Uno de los ejemplos históricos más emocionantes acerca de la palabra y el poder, fue allá en la época de Benito Juárez y las Leyes de Reforma, cuando éste se la pasaba huyendo por aquello de los enfrentamientos entre Liberales y Conservadores.
Resulta que el entonces presidente Juárez, había trasladado su gobierno a la ciudad de Guadalajara, donde el Tribunal de Justicia se acondicionó para recibirlo. Acababa de llegar a sus manos la noticia de una derrota en la batalla de Salamanca y se encontraban muy apesadumbrados. Supusieron que muchos de sus aliados también lo estarían, y siendo Benito Juárez aún el presidente oficial de nuestra nación, decidió redactar un mensaje de tranquilidad al país, y para ello se reunió con sus allegados en una salita de juntas de dicho Tribunal. Lo que ocurrió después, ninguno se lo tenía esperado. Resulta que, según recuerdo, fueron traicionados por el propio ejército que supuestamente los cuidaba en ese lugar (pinchis jalisciences, siempre del lado de la iglesia) y entró un "comando armado" al Tribunal de Justicia para terminar de una vez con la vida de Benito Juárez. Según Guillermo Prieto, -el que mejor describe lo ocurrido ese día porque estuvo ahí-, exclamó que Benito Juárez siempre se mantuvo sereno y que cuando el general Filomeno Bravo dio la orden de fusilarlo, éste permaneció dignamente en pie. No sabemos si fue cierto, pero igual podríamos tomar como ciertas sus palabras, porque generalmente, quienes escriben la historia, son los que dominaron la guerra y el discurso. Pero bueno, volviendo a la historia, Filomeno Bravo estaba dando la orden de que sus soldados se pusieran en posición para fusilar a Benito Juárez, y Guillermo Prieto narra a continuación:
Aquella terrible columna, con sus armas cargadas hizo alto frente a la puerta del cuarto... y sin más espera y sin saber quién daba las voces de mando, oímos distintamente: "¡Al hombro! ¡Presenten! Preparen! ¡ Apunten!..."
Como tengo dicho el señor Juárez estaba en la puerta del cuarto; a la vez de "apunten", se asió del pestillo de la puerta, hizo hacia atrás su cabeza y esperó...
Los rostros feroces de los soldados, su ademán, la conmoción misma, lo que yo amaba a Juárez... yo no sé... se apoderó de mí algo de vértigo o de cosa de que no me puedo dar cuenta... Rápido como el pensamiento, tomé al señor Juárez de la ropa, lo puse a mi espalda, lo cubrí con mi cuerpo... abrí mis brazos... y ahogando la voz de "fuego" que tronaba en aquel instante, grité: "¡Levanten esas armas!, ¡levanten esas armas!, ¡los valientes no asesinan...!" y hablé, hablé, yo no sé qué hablaba en mí que me ponía alto y poderoso, y veía entre una nube de sangre, pequeño todo lo que me rodeaba; sentía que lo subyugaba, que desbarataba el peligro, que lo tenía a mis pies... Repito que yo hablaba, y no puedo darme cuenta de lo que dije... a medida que mi voz sonaba, la actitud de los soldados cambiaba... un viejo de barbas canas que tenía al frente, y con quien me encaré diciéndole: "¿Quieren sangre? ¡Bébanse la mía...!" alzó el fusil... los otros hicieron lo mismo... Entonces vitoreé a Jalisco.

> **SECCIÓN DE DATOS**:

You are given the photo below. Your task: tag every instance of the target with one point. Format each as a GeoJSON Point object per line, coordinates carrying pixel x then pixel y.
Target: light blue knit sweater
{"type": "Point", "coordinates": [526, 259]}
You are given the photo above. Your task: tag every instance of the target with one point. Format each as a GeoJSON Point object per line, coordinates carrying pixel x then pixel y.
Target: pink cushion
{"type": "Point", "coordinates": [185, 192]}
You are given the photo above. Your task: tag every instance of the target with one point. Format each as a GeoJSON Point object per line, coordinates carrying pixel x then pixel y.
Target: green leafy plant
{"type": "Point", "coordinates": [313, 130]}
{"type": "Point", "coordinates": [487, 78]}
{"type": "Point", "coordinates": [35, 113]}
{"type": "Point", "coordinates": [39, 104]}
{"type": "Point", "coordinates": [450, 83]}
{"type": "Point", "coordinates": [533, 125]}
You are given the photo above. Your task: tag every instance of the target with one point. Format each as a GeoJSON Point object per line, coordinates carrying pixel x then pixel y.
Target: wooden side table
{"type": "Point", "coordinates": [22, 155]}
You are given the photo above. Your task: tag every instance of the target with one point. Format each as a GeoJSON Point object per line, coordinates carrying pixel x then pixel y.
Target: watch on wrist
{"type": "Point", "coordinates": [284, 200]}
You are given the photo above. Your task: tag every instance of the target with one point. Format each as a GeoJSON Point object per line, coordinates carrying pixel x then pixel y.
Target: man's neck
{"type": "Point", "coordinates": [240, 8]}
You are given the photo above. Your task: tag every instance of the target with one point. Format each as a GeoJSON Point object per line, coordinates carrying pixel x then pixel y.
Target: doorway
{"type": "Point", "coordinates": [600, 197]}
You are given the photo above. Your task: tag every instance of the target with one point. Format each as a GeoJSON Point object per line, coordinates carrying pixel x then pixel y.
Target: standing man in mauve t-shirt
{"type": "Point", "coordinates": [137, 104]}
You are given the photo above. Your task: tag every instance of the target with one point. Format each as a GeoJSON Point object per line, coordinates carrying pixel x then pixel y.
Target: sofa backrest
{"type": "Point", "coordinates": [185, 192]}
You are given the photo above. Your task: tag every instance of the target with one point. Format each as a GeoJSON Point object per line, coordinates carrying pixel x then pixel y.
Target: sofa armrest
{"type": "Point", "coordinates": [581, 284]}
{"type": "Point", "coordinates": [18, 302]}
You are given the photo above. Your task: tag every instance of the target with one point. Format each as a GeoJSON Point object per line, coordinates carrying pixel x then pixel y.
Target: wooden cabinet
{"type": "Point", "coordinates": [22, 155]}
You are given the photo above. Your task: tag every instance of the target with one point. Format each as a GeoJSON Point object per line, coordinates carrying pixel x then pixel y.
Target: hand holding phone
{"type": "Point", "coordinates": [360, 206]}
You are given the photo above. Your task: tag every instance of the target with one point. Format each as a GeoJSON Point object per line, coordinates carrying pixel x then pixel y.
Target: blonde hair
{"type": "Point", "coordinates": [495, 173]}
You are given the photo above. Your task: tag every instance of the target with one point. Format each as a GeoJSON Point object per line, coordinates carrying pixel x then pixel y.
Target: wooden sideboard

> **OBJETIVO INDICADO A**: Según el texto de lectura, ¿a qué ciudad había trasladado Juárez su gobierno?
> **OBJETIVO INDICADO B**: Escribe el nombre de cada persona que aparece con nombre propio en el texto de lectura.

> **RESULTADO ESPERADO A**: A la ciudad de Guadalajara.

> **RESULTADO ESPERADO B**: Benito Juárez, Guillermo Prieto y Filomeno Bravo.